本文:
補修前の乾燥が不要であると、乾燥に要する時間を削減できるだけでなく、乾燥により中空糸膜が湿熱収縮を起こして有効膜面積が変動することを回避できる。また、中空糸膜を一旦乾燥させてしまうと、リーク部の補修後にリーク部が確実に閉塞されたかどうかを確認する補修確認工程や、中空糸膜モジュールを被処理水中に戻す時に、中空糸膜を再度親水化させる必要が生じ、時間や手間がかかる。これに対して、補修前に乾燥しない場合には、再度親水化させる作業が不要となり、時間も手間も削減できる。また、乾燥と親水化を繰り返すことによる中空糸膜の湿熱収縮による形状変化も回避できる。さらに、補修前に乾燥が不要であると、乾燥設備のある施設まで中空糸膜モジュール10を移動させる必要がなく、その使用現場、すなわち浄水場や下水処理場等で、速やかに補修することができる。これによりリーク部30の補修に伴う作業に要する時間、手間を大幅に削減でき、現場での作業効率が格段に向上する。
補修剤40としては、ポッティング材と同種の補修剤がより好ましい。また、耐水性に優れることから、エポキシ樹脂が特に好ましい。
【0029】
中空糸膜11の内部での流動性が高くなりすぎず、リーク部30を補修剤40で塞ぐことが容易になることから、補修剤40の硬化前の粘度は、500mPa・s以上が好ましく、1000mPa・s以上がより好ましい。また、中空糸膜11のリーク部30の膜内への注入が容易になることから、補修剤40の硬化前の粘度は、20000mPa・s以下が好ましく、10000mPa・s以下がより好ましい。

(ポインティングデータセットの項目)
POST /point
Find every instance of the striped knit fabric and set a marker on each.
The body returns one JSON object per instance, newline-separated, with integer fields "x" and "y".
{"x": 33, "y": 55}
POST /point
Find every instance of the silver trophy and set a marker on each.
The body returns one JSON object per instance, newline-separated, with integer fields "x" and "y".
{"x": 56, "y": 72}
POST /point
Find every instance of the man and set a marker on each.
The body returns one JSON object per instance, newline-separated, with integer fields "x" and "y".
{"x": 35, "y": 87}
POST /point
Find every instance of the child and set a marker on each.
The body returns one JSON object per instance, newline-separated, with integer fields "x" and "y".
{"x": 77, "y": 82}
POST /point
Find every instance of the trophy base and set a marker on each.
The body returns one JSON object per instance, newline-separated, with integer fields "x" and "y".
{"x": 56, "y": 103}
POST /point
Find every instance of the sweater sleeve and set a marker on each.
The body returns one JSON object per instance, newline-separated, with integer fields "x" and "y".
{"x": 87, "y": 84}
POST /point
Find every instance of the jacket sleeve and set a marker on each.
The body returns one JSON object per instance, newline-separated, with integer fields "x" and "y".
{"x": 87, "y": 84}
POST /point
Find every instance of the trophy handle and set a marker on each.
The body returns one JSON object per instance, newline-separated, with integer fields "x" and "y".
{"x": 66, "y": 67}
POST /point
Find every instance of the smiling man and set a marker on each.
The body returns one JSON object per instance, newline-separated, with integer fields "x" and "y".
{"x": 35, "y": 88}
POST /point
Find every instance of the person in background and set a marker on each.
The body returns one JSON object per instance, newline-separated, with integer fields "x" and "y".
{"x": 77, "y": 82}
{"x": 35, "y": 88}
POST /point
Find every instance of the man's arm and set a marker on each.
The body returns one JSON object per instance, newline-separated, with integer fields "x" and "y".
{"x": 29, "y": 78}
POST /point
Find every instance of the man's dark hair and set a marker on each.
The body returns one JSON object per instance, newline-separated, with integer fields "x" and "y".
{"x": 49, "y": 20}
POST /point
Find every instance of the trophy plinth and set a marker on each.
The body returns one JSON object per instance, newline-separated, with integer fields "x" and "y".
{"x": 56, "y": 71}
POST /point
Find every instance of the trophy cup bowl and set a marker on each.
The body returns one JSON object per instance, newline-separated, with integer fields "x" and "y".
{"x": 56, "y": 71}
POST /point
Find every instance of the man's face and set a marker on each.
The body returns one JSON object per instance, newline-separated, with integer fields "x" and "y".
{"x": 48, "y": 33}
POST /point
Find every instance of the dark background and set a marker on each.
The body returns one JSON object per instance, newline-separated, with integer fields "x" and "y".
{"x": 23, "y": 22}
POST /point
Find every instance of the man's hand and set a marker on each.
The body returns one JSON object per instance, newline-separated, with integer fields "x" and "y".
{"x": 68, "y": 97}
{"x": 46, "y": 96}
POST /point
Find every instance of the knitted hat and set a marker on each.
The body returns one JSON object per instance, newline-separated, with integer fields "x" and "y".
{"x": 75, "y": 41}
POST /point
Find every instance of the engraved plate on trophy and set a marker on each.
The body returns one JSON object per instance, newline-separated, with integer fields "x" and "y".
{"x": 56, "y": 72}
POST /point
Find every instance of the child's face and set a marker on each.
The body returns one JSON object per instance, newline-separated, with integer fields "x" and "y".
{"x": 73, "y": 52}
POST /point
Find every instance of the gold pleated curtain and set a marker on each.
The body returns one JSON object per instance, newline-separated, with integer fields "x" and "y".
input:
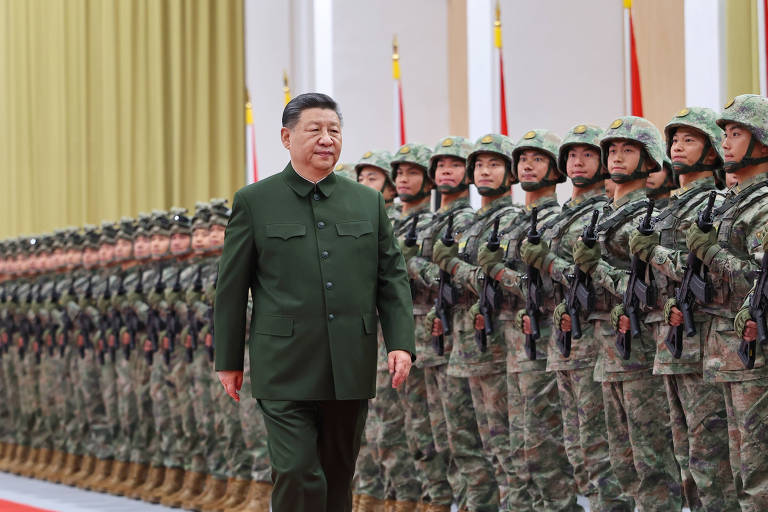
{"x": 111, "y": 107}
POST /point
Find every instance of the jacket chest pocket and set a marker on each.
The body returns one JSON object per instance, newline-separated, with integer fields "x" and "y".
{"x": 285, "y": 231}
{"x": 354, "y": 230}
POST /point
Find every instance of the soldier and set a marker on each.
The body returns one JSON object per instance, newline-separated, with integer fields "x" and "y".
{"x": 448, "y": 170}
{"x": 536, "y": 428}
{"x": 385, "y": 424}
{"x": 729, "y": 254}
{"x": 696, "y": 403}
{"x": 636, "y": 410}
{"x": 573, "y": 361}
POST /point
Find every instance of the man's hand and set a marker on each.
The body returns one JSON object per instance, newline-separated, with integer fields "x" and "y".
{"x": 232, "y": 380}
{"x": 399, "y": 367}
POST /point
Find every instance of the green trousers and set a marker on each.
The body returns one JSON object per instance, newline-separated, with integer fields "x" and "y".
{"x": 313, "y": 446}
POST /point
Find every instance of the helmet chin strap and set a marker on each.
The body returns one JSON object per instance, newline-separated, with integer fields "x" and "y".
{"x": 637, "y": 174}
{"x": 747, "y": 161}
{"x": 681, "y": 168}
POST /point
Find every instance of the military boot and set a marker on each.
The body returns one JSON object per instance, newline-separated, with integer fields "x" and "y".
{"x": 174, "y": 477}
{"x": 116, "y": 478}
{"x": 137, "y": 475}
{"x": 154, "y": 480}
{"x": 100, "y": 473}
{"x": 258, "y": 498}
{"x": 237, "y": 492}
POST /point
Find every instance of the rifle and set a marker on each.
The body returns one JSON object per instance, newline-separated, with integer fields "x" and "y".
{"x": 580, "y": 294}
{"x": 695, "y": 286}
{"x": 533, "y": 297}
{"x": 758, "y": 303}
{"x": 490, "y": 296}
{"x": 446, "y": 295}
{"x": 638, "y": 292}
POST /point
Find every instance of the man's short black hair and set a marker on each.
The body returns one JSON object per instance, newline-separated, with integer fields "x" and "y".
{"x": 302, "y": 102}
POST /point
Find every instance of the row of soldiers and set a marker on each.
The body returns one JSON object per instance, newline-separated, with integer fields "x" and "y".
{"x": 609, "y": 347}
{"x": 106, "y": 365}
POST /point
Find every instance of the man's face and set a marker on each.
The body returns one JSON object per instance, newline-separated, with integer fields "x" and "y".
{"x": 179, "y": 243}
{"x": 159, "y": 244}
{"x": 532, "y": 166}
{"x": 106, "y": 253}
{"x": 409, "y": 179}
{"x": 450, "y": 171}
{"x": 687, "y": 146}
{"x": 489, "y": 171}
{"x": 200, "y": 239}
{"x": 623, "y": 157}
{"x": 216, "y": 237}
{"x": 141, "y": 247}
{"x": 583, "y": 162}
{"x": 315, "y": 141}
{"x": 123, "y": 249}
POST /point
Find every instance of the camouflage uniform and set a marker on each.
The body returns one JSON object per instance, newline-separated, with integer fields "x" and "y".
{"x": 731, "y": 260}
{"x": 636, "y": 409}
{"x": 696, "y": 403}
{"x": 463, "y": 428}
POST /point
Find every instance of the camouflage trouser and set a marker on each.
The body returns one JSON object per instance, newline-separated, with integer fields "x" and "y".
{"x": 431, "y": 466}
{"x": 642, "y": 458}
{"x": 436, "y": 380}
{"x": 397, "y": 462}
{"x": 368, "y": 478}
{"x": 144, "y": 444}
{"x": 489, "y": 398}
{"x": 552, "y": 485}
{"x": 127, "y": 408}
{"x": 99, "y": 441}
{"x": 586, "y": 442}
{"x": 467, "y": 448}
{"x": 700, "y": 431}
{"x": 254, "y": 431}
{"x": 747, "y": 406}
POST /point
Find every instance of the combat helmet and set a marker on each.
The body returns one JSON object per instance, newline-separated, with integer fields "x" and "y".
{"x": 750, "y": 111}
{"x": 457, "y": 147}
{"x": 414, "y": 154}
{"x": 640, "y": 131}
{"x": 501, "y": 146}
{"x": 546, "y": 142}
{"x": 703, "y": 120}
{"x": 581, "y": 135}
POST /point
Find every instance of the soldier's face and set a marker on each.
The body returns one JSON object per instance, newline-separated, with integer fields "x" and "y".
{"x": 623, "y": 157}
{"x": 200, "y": 239}
{"x": 489, "y": 171}
{"x": 159, "y": 245}
{"x": 583, "y": 162}
{"x": 141, "y": 247}
{"x": 179, "y": 243}
{"x": 687, "y": 145}
{"x": 216, "y": 236}
{"x": 450, "y": 171}
{"x": 532, "y": 166}
{"x": 315, "y": 141}
{"x": 409, "y": 179}
{"x": 106, "y": 253}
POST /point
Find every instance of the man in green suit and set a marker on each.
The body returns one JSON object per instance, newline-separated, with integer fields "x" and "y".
{"x": 318, "y": 255}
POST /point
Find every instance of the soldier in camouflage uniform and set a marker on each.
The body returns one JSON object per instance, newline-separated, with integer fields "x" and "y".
{"x": 448, "y": 170}
{"x": 385, "y": 424}
{"x": 536, "y": 428}
{"x": 729, "y": 252}
{"x": 696, "y": 402}
{"x": 411, "y": 177}
{"x": 581, "y": 399}
{"x": 636, "y": 409}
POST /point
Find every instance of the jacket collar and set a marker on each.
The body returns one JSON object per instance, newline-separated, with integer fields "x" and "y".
{"x": 302, "y": 186}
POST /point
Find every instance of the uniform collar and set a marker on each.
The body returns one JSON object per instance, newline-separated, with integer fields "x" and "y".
{"x": 302, "y": 186}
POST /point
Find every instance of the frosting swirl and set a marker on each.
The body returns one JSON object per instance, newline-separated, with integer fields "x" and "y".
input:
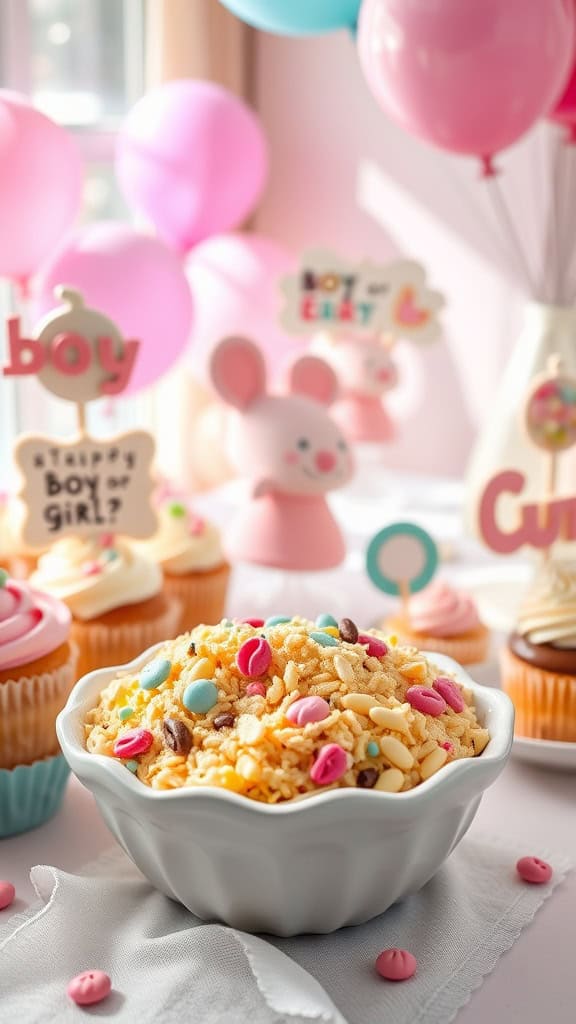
{"x": 183, "y": 542}
{"x": 32, "y": 624}
{"x": 93, "y": 577}
{"x": 441, "y": 610}
{"x": 548, "y": 613}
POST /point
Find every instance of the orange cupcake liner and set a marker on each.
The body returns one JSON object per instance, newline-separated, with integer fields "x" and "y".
{"x": 29, "y": 706}
{"x": 202, "y": 596}
{"x": 544, "y": 701}
{"x": 100, "y": 646}
{"x": 468, "y": 649}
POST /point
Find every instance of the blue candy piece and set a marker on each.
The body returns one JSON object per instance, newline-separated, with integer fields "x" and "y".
{"x": 155, "y": 673}
{"x": 325, "y": 639}
{"x": 200, "y": 696}
{"x": 326, "y": 620}
{"x": 277, "y": 620}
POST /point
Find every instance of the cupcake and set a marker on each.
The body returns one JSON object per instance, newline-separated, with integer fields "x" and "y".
{"x": 284, "y": 710}
{"x": 115, "y": 594}
{"x": 538, "y": 663}
{"x": 444, "y": 620}
{"x": 188, "y": 550}
{"x": 37, "y": 672}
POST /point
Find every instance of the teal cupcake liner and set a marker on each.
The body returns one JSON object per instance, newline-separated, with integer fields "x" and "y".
{"x": 30, "y": 795}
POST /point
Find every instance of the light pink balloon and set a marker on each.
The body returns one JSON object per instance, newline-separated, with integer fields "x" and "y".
{"x": 137, "y": 282}
{"x": 470, "y": 76}
{"x": 40, "y": 186}
{"x": 193, "y": 158}
{"x": 235, "y": 285}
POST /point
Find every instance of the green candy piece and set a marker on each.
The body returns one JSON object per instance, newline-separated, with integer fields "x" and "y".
{"x": 325, "y": 639}
{"x": 326, "y": 620}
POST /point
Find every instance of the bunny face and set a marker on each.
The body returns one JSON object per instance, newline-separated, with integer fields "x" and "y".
{"x": 363, "y": 366}
{"x": 284, "y": 443}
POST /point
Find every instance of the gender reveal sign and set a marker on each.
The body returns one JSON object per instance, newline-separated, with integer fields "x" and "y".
{"x": 86, "y": 486}
{"x": 341, "y": 297}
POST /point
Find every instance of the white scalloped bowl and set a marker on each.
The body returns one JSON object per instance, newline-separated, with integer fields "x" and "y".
{"x": 335, "y": 858}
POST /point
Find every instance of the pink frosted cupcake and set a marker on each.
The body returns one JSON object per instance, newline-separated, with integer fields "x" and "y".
{"x": 444, "y": 620}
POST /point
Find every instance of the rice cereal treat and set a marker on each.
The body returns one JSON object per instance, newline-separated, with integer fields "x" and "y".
{"x": 284, "y": 709}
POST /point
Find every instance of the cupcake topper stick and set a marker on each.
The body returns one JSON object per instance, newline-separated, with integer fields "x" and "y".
{"x": 402, "y": 559}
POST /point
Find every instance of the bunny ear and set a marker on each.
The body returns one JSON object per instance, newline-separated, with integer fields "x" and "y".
{"x": 238, "y": 372}
{"x": 314, "y": 378}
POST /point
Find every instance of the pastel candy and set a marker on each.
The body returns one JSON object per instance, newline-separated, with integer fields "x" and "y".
{"x": 426, "y": 699}
{"x": 396, "y": 965}
{"x": 89, "y": 987}
{"x": 448, "y": 689}
{"x": 376, "y": 647}
{"x": 324, "y": 639}
{"x": 330, "y": 765}
{"x": 155, "y": 673}
{"x": 200, "y": 696}
{"x": 133, "y": 742}
{"x": 326, "y": 620}
{"x": 254, "y": 657}
{"x": 307, "y": 710}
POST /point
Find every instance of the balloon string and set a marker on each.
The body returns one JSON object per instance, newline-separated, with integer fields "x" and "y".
{"x": 503, "y": 218}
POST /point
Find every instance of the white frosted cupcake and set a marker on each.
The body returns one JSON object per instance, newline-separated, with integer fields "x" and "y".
{"x": 116, "y": 597}
{"x": 188, "y": 550}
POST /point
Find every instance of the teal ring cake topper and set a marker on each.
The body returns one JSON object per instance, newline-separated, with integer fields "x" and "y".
{"x": 401, "y": 558}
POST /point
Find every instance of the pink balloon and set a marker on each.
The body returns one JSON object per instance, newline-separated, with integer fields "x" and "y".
{"x": 193, "y": 158}
{"x": 137, "y": 282}
{"x": 40, "y": 186}
{"x": 235, "y": 285}
{"x": 470, "y": 76}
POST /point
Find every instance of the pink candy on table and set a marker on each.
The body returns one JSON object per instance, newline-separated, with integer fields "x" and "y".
{"x": 331, "y": 763}
{"x": 256, "y": 690}
{"x": 448, "y": 689}
{"x": 132, "y": 742}
{"x": 533, "y": 869}
{"x": 307, "y": 710}
{"x": 396, "y": 965}
{"x": 426, "y": 699}
{"x": 7, "y": 893}
{"x": 376, "y": 647}
{"x": 254, "y": 656}
{"x": 89, "y": 987}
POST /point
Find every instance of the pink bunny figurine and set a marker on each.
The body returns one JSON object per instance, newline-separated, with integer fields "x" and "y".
{"x": 365, "y": 371}
{"x": 291, "y": 452}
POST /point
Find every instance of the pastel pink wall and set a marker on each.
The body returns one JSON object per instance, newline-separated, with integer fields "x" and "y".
{"x": 342, "y": 174}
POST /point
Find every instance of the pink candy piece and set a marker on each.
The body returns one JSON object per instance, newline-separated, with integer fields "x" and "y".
{"x": 132, "y": 742}
{"x": 307, "y": 710}
{"x": 89, "y": 987}
{"x": 376, "y": 648}
{"x": 448, "y": 689}
{"x": 425, "y": 699}
{"x": 330, "y": 764}
{"x": 396, "y": 965}
{"x": 7, "y": 893}
{"x": 254, "y": 656}
{"x": 533, "y": 869}
{"x": 256, "y": 690}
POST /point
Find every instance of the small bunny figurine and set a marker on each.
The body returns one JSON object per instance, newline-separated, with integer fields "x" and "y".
{"x": 366, "y": 371}
{"x": 291, "y": 452}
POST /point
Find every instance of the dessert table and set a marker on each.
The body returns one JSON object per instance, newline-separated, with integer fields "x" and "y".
{"x": 534, "y": 981}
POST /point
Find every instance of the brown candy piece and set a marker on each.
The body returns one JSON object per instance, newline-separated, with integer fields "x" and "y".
{"x": 224, "y": 721}
{"x": 348, "y": 631}
{"x": 177, "y": 736}
{"x": 367, "y": 778}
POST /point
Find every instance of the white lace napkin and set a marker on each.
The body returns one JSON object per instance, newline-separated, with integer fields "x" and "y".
{"x": 168, "y": 968}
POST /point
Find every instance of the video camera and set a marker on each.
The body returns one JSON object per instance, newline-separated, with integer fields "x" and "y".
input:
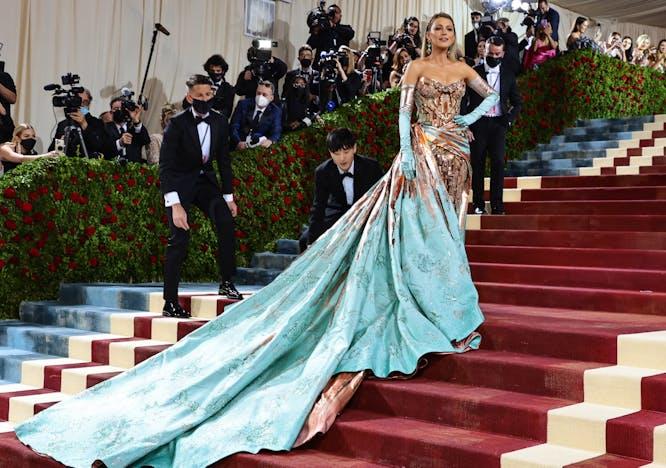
{"x": 259, "y": 54}
{"x": 66, "y": 97}
{"x": 320, "y": 17}
{"x": 373, "y": 54}
{"x": 328, "y": 67}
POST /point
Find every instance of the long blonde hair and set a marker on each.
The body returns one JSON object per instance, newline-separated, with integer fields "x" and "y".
{"x": 15, "y": 142}
{"x": 452, "y": 52}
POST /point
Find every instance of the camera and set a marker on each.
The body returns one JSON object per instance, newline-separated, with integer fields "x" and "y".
{"x": 68, "y": 98}
{"x": 259, "y": 54}
{"x": 373, "y": 54}
{"x": 328, "y": 67}
{"x": 320, "y": 17}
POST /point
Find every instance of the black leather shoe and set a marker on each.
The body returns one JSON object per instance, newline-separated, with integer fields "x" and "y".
{"x": 173, "y": 309}
{"x": 228, "y": 289}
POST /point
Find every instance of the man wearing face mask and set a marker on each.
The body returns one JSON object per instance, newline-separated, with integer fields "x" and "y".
{"x": 127, "y": 132}
{"x": 193, "y": 140}
{"x": 223, "y": 101}
{"x": 489, "y": 132}
{"x": 305, "y": 55}
{"x": 472, "y": 37}
{"x": 258, "y": 121}
{"x": 91, "y": 129}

課題 A:
本文について、次の問いに答えなさい。
(i) 補修前に乾燥が不要であると、中空糸膜モジュールはどのような場所で速やかに補修できるとされているか。
(ii) 耐水性に優れることから特に好ましいとされる補修剤は何か。
(iii) 補修剤の硬化前の粘度について、より好ましいとされる範囲はどれだけか。
課題 B: 本文のうち「補修前の乾燥が不要であると」で始まる段落を、主な事実を残して箇条書きにまとめなさい。
課題 C: 中空糸膜の補修を扱う本文を、最後の文の後から書き継ぎなさい。

解答例 A:
(i) その使用現場、すなわち浄水場や下水処理場等。
(ii) エポキシ樹脂。
(iii) 1000mPa・s以上、10000mPa・s以下。

解答例 B:
- 乾燥に要する時間を削減できる。
- 乾燥による湿熱収縮で有効膜面積が変動することを回避できる。
- 一旦乾燥させると、補修確認工程や被処理水中に戻す時に再度の親水化が必要となり、時間や手間がかかる。乾燥しなければこの作業が不要になる。
- 乾燥と親水化の繰り返しによる湿熱収縮での形状変化を回避できる。
- 乾燥設備のある施設まで中空糸膜モジュールを移動させる必要がない。浄水場や下水処理場等の使用現場で速やかに補修できる。
- その結果、リーク部の補修作業にかかる時間と手間を大幅に削減でき、現場での作業効率が格段に向上する。

解答例 C:
【0030】
中空糸膜11のリーク部30の膜内に補修剤40を充填した後は、該中空糸膜11にバブルポイント以下の圧力で気体を圧入して、補修剤40をリーク部30に凝集させた状態で硬化させることが好ましい。これにより、リーク部30の膜内に注入した補修剤40が中空糸膜11の開口端側に流動することを抑制できるので、補修後の濾過面積の減少がより小さくなり、補修後の処理効率の低下をより抑制できる。また、補修剤40がリーク部30の膜内に凝集することで、リーク部30がより安定して塞がれるので、より確実にリーク部30を補修することができる。
気体を圧入する方向は、中空糸膜11の開口端側から膜の長さ方向の中央に向かう方向、すなわち、被処理水を加圧して中空糸膜11の外側から内側に水を透過させて濾過水を得る場合の濾過方向と反対方向が好ましい。中空糸膜11の両端が開口端となっている場合は、中空糸膜11の両方の開口端側から気体を圧入する。
なお、前記バブルポイントとは、中空糸膜11に開口端側から気体を圧入したときに、リーク部30から気泡が発生する最低圧力である。
【0031】
中空糸膜11内に気体を圧入する際の圧力は、10〜100kPaが好ましい。前記圧力が下限値以上であれば、補修剤40がリーク部30の膜内で凝集しやすい。また、前記圧力が上限値以下であれば、リーク部30の膜内に注入した補修剤40がリーク部30から放出されることを抑制しやすい。
【0032】
補修剤40の硬化は、補修剤40の種類に応じて適宜行えばよい。例えば、補修剤40が湿気硬化型接着剤であれば、中空糸膜11のリーク部30の膜内に充填したときに、中空糸膜11中の水分により硬化反応が進行する。また、補修剤40が熱硬化型接着剤であれば、リーク部30の膜内に充填した後に熱硬化型接着剤の種類に応じた温度で加熱することで硬化反応が進行する。
【0033】
補修確認工程:
補修工程で補修した中空糸膜モジュール10に対してリーク検査を行い、リーク部30が補修できているかどうかを確認する。
補修確認工程におけるリーク検査は、前記リーク検査工程と同様にして行える。
【0034】
以上説明した本発明の補修方法によれば、中空糸膜に生じたリーク部の膜内に補修剤を充填して硬化させることでリーク部を補修することができ、かつ補修後の処理効率の低下も抑制できる。また、補修箇所の耐久性が充分に得られる。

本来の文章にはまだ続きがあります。